_Task prompt_: Would you please write out each entry precisely as given?

_Information provided_:
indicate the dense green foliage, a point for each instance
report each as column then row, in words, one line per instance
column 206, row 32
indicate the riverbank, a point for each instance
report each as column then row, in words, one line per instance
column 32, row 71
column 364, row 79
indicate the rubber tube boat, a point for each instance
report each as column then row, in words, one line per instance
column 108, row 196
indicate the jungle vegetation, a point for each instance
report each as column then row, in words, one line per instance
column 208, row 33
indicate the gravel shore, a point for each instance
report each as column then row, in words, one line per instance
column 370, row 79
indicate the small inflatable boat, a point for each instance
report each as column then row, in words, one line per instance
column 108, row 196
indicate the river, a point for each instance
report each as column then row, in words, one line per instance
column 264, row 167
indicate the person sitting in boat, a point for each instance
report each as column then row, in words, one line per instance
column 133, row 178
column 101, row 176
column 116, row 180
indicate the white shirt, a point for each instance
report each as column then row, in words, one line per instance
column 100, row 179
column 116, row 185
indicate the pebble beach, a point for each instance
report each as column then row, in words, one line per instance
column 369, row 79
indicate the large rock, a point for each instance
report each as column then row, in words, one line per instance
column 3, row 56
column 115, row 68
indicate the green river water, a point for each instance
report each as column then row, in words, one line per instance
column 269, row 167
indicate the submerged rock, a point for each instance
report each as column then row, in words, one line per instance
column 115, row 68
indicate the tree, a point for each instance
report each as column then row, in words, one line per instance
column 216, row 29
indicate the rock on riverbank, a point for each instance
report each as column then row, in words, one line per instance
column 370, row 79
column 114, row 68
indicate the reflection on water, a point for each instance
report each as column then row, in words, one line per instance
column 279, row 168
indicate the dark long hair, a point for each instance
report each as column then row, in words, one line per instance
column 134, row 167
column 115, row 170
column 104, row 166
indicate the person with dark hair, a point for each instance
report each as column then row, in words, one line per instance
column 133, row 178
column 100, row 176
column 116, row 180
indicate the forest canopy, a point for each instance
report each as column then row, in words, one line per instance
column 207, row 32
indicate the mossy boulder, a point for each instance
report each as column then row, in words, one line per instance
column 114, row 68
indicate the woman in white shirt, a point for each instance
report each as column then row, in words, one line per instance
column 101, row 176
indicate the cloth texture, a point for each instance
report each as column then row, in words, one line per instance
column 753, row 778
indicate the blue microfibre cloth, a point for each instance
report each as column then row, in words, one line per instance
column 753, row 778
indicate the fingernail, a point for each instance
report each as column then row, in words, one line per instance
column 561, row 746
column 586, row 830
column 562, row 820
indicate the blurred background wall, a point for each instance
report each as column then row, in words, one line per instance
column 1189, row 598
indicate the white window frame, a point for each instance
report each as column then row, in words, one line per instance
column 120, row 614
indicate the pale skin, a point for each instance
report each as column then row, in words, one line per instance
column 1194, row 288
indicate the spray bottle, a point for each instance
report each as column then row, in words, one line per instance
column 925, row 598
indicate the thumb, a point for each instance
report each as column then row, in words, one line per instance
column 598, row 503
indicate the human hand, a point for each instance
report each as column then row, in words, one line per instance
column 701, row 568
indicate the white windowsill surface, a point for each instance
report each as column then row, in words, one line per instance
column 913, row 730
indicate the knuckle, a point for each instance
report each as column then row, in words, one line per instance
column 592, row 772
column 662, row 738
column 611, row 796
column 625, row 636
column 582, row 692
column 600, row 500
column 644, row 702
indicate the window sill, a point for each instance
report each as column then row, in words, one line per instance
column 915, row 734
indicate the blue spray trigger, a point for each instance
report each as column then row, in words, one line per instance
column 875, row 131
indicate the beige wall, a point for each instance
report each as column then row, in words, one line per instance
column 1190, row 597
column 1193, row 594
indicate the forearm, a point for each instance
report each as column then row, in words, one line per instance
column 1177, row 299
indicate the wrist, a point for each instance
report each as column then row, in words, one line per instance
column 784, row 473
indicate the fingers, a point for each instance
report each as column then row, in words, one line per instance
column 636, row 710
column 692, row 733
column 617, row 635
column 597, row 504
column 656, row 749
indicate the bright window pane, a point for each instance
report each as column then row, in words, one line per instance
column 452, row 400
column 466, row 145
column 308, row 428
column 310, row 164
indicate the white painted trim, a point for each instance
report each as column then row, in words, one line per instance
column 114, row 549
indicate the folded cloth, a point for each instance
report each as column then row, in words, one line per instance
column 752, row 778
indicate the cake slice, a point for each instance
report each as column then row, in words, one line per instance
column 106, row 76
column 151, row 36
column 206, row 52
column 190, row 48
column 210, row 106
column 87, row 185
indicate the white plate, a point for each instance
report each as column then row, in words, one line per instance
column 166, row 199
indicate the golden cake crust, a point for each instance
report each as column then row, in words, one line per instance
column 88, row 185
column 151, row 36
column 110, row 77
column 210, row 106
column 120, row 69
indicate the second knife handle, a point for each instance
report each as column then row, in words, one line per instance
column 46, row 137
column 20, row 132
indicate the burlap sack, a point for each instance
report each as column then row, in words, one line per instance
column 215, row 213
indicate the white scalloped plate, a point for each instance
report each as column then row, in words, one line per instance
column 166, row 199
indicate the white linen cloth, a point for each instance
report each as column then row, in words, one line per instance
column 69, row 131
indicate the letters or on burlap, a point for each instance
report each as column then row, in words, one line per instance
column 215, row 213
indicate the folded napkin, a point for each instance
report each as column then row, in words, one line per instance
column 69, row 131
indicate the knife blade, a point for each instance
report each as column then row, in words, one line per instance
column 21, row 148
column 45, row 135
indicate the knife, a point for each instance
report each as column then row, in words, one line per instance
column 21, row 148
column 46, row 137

_Response_:
indicate the dense green foliage, a point for each instance
report each as column then row, in words, one line per instance
column 206, row 32
indicate the riverbank, a point for each instance
report each as column then row, in words, one line per instance
column 32, row 71
column 364, row 79
indicate the rubber tube boat, a point for each instance
report each as column then row, in words, one line per instance
column 108, row 196
indicate the jungle vegetation, a point for each instance
report each as column then row, in words, one line per instance
column 208, row 33
indicate the gravel shore, a point for each instance
report each as column then row, in words, one line per instance
column 370, row 79
indicate the small inflatable boat, a point for each instance
report each as column then row, in words, one line per instance
column 108, row 196
indicate the river, a point for each instance
report each as column then row, in words, one line per instance
column 264, row 167
indicate the person sitting in boat, a point for each instance
report each as column then row, in words, one line per instance
column 133, row 178
column 101, row 176
column 116, row 180
indicate the white shirt, a point for each instance
report each as column then row, in words, one line per instance
column 100, row 179
column 116, row 185
indicate the pebble beach, a point for each instance
report each as column then row, in words, one line per instance
column 369, row 79
indicate the large rock, a point for each instance
report each as column then row, in words, one line per instance
column 3, row 56
column 115, row 68
indicate the green river water, a point for each instance
report each as column then row, in words, one line per instance
column 269, row 167
indicate the submerged rock, a point for each instance
report each as column then row, in words, one line per instance
column 115, row 68
indicate the tree, a point for each instance
report each as column then row, in words, one line per instance
column 216, row 29
indicate the rock on riverbank, a point for each instance
report each as column then row, in words, one line per instance
column 370, row 79
column 114, row 68
indicate the reflection on water, a point for each instance
report each as column then row, in words, one line per instance
column 279, row 168
indicate the dark long hair, a point for each instance
report each as column then row, in words, one line per instance
column 134, row 167
column 115, row 170
column 104, row 166
indicate the person with dark hair, a point for each instance
report each as column then row, in words, one line per instance
column 133, row 178
column 100, row 176
column 116, row 180
indicate the forest canopy, a point for each instance
report each as column then row, in words, one line per instance
column 207, row 32
indicate the mossy boulder, a point for each instance
report each as column then row, in words, one line per instance
column 114, row 68
indicate the woman in white shirt, a point for each instance
report each as column then row, in words, one line per instance
column 101, row 176
indicate the cloth texture, a point for each instance
report each as column then row, in words, one line per instance
column 753, row 778
indicate the blue microfibre cloth, a point for each instance
report each as column then row, in words, one line per instance
column 753, row 778
indicate the fingernail, a point for each instance
report each as column then row, in words, one line per instance
column 561, row 746
column 586, row 830
column 562, row 820
indicate the blurred background wall, a point for each instance
report each as column then row, in words, one line per instance
column 1189, row 598
indicate the white window frame, a point for each instance
report each as column then row, in words, one line per instance
column 120, row 614
indicate the pale skin, a point for each instance
report each as column then row, in words, one line per instance
column 1194, row 288
indicate the spray bottle, a point for each instance
report each as column then row, in words, one line per instance
column 925, row 598
indicate the thumb, a point for each instance
report each as column then row, in words, one line per instance
column 598, row 503
indicate the human hand, a point for each instance
report each as column then row, in words, one line per instance
column 701, row 568
indicate the white windowsill surface, a point for each instance
report each as column then row, in words, one line per instance
column 913, row 730
indicate the knuckle, a point for each instance
report each as column then row, in words, one line per instance
column 592, row 772
column 662, row 738
column 611, row 796
column 625, row 636
column 582, row 692
column 600, row 500
column 644, row 702
indicate the window sill, a point for each instance
report each as column then row, in words, one line per instance
column 915, row 734
indicate the blue spray trigger, a point for each instance
report each as column then row, in words, one line per instance
column 875, row 131
indicate the beige wall, a point for each instance
report each as column then row, in words, one line per instance
column 1190, row 597
column 1193, row 594
indicate the forearm, a point for each instance
report each as column then row, in words, one line per instance
column 1177, row 299
indicate the wrist, a point for each instance
report each as column then row, in words, one line per instance
column 784, row 473
indicate the fingers, a point for each instance
report each as column then row, in words, one line per instance
column 636, row 710
column 692, row 733
column 617, row 635
column 597, row 504
column 656, row 749
indicate the bright window pane, a point for each instance
report each as column then row, in words, one line per instance
column 452, row 400
column 466, row 145
column 308, row 428
column 310, row 164
indicate the white painted trim, a point for each instance
report each as column then row, in words, one line per instance
column 114, row 549
indicate the folded cloth, a point for each instance
report each as column then row, in words, one line per instance
column 752, row 778
indicate the cake slice, a point for each instance
report each as column then row, in words, one line per instance
column 106, row 76
column 151, row 36
column 206, row 52
column 190, row 48
column 210, row 106
column 87, row 185
indicate the white plate, a point for each instance
report each as column then row, in words, one line per instance
column 166, row 199
indicate the golden cake crust, a point for each instance
report each as column then row, in words, one line per instance
column 88, row 185
column 151, row 36
column 110, row 77
column 210, row 106
column 120, row 69
indicate the second knife handle, a point for each instance
report each as column then row, in words, one line per instance
column 46, row 137
column 20, row 132
indicate the burlap sack, a point for each instance
report each as column then row, in words, one line per instance
column 215, row 213
indicate the white scalloped plate, a point for each instance
report each as column then row, in words, one line per instance
column 166, row 199
indicate the white linen cloth, a point for each instance
report each as column then row, in words, one line per instance
column 69, row 131
indicate the letters or on burlap, a point for each instance
report each as column then row, in words, one line per instance
column 215, row 213
indicate the folded napkin, a point for each instance
report each as column then row, in words, one line per instance
column 69, row 131
indicate the knife blade, a point for each instance
report each as column then row, in words, one line per instance
column 21, row 148
column 45, row 135
indicate the knife, a point for each instance
report each as column then row, in words, one line per instance
column 21, row 148
column 46, row 137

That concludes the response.